- [WHAT YOU SHOULD DO] Search the records for the word "field" and report each line that has it.
───── SOURCE DATA ─────
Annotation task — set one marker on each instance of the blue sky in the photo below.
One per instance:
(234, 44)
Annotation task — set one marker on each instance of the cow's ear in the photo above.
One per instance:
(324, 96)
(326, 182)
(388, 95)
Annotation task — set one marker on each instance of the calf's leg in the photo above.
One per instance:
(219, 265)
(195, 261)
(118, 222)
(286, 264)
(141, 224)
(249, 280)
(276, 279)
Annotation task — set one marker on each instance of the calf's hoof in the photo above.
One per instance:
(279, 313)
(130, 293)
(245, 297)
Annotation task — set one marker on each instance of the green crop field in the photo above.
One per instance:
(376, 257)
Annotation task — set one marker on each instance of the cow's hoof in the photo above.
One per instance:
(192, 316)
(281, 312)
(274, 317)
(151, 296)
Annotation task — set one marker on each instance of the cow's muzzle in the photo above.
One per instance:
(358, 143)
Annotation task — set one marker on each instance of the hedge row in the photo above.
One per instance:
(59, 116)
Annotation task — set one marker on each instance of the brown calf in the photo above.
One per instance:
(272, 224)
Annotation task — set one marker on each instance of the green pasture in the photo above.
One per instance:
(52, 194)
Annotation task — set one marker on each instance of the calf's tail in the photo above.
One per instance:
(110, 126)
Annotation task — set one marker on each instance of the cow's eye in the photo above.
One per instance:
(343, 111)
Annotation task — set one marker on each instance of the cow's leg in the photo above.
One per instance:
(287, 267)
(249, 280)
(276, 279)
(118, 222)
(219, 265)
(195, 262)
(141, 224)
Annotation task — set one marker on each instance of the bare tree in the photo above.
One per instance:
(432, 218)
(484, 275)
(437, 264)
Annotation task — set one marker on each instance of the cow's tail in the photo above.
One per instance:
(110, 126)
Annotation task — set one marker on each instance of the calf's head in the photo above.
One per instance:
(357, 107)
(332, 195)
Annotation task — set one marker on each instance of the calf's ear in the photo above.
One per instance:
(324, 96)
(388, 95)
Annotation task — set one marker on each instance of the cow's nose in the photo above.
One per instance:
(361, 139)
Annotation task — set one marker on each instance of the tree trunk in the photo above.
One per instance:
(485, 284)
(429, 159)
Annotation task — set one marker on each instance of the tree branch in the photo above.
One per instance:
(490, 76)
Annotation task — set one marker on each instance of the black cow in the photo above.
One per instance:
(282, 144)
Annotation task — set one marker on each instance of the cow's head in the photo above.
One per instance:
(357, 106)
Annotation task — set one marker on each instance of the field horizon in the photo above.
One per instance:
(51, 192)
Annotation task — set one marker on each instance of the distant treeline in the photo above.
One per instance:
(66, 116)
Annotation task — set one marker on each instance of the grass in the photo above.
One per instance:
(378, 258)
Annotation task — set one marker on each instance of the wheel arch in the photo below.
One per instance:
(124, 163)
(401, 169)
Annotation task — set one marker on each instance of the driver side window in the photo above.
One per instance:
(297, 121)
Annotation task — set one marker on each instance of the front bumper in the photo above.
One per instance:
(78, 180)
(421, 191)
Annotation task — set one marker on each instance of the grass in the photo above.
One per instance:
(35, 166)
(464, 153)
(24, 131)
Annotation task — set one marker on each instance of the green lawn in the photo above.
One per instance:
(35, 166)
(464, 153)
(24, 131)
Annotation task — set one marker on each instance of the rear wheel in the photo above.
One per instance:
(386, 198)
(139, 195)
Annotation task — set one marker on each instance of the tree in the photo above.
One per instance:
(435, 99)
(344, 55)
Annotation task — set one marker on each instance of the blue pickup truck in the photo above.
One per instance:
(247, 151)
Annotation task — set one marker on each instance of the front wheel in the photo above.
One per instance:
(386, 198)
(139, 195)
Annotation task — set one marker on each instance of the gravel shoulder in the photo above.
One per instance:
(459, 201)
─────
- [PROBLEM SOLUTION]
Annotation task — set one marker on each instance of the green crop field in the photo above.
Annotation task — set one marker on each instance of the field horizon in the photo above.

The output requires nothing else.